▶ **Task requirements**: Convert the entries below into a Markdown table with two columns, Row and Entry, where Row gives a sequential number and Entry holds the corresponding line. Omit any blank lines.

▶ **Material for this exercise**:
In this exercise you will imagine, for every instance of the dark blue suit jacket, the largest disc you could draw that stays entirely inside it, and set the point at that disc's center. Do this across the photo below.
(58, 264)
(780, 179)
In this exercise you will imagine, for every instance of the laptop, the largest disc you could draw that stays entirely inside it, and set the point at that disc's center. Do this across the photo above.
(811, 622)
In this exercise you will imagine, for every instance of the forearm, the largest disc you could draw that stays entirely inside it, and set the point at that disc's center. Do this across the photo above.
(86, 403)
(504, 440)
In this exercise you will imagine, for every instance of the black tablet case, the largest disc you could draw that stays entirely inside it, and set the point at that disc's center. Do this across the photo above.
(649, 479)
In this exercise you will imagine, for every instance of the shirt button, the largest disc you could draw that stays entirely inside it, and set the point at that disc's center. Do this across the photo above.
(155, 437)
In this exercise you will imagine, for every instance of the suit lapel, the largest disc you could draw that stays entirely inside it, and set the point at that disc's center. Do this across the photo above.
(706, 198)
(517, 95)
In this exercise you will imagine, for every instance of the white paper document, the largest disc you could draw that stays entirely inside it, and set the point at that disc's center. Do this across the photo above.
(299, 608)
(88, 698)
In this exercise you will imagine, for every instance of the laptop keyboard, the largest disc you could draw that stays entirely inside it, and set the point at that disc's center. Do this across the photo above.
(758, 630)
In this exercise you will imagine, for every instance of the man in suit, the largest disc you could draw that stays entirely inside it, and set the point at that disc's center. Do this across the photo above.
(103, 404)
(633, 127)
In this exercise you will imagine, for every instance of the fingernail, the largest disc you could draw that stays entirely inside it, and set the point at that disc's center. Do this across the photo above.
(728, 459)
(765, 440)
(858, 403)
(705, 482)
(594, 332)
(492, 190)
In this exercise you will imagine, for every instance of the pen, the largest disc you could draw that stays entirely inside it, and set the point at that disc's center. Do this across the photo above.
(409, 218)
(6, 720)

▶ **The response**:
| Row | Entry |
|---|---|
| 1 | In this exercise you will imagine, for every instance of the dark blue suit jacket, the largest disc you could draw that stays entirely inside it, and set the point at that disc's center. Do this across the photo below. |
| 2 | (58, 264) |
| 3 | (780, 179) |
| 4 | In this exercise you will imagine, for every instance of the laptop, the largest disc you could draw that stays entirely inside it, and set the point at that disc's center. Do this across the photo above. |
| 5 | (811, 622) |
| 6 | In this exercise you will imagine, for every instance of the forearm, the largest disc you could draw that stays entirely inside it, and set the point at that disc's center. Do this across the photo above. |
| 7 | (86, 403) |
| 8 | (504, 440) |
| 9 | In this exercise you will imagine, for every instance of the black tablet case, the largest disc you could draw that stays entirely inside it, and set the point at that disc's center. Do this across the photo above. |
| 10 | (649, 479) |
| 11 | In this exercise you will imagine, for every instance of the shirt button, the largest disc you could draw that stays entirely inside it, and set the point at that disc's center. Do this across the photo above. |
| 12 | (155, 437) |
| 13 | In this exercise you will imagine, for every instance of the suit lapel, the largest disc you could draw that stays entirely inside it, and set the point at that disc's center. Do this across the photo above. |
| 14 | (706, 198) |
| 15 | (517, 95) |
| 16 | In this exercise you will imagine, for every instance of the white paper document, the largest disc you could draw that stays entirely inside it, and set the point at that disc's center. Do this across the photo above. |
| 17 | (299, 608) |
| 18 | (88, 698) |
| 19 | In this exercise you will imagine, for every instance of the laptop keyboard, the largest disc you could draw that stays entirely inside it, and set the point at that disc's center. Do this across the photo above. |
| 20 | (758, 630) |
| 21 | In this exercise you will imagine, for every instance of the man in suit, the largest disc you could draw that stays entirely inside it, and set the point at that disc's center. Do this across the photo above. |
| 22 | (103, 404) |
| 23 | (633, 127) |
| 24 | In this exercise you will imagine, for every instance of the fingernail, the largest disc you could draw that stays entirely inside it, and set the point at that disc's center. Do this across the photo above. |
| 25 | (728, 459) |
| 26 | (765, 440) |
| 27 | (858, 403) |
| 28 | (705, 482) |
| 29 | (594, 332) |
| 30 | (492, 190) |
| 31 | In this exercise you will imagine, for every instance of the pen, the largest disc you could draw that stays entirely inside it, and set the point at that disc's center. Do this across the photo above. |
| 32 | (409, 218) |
| 33 | (6, 720) |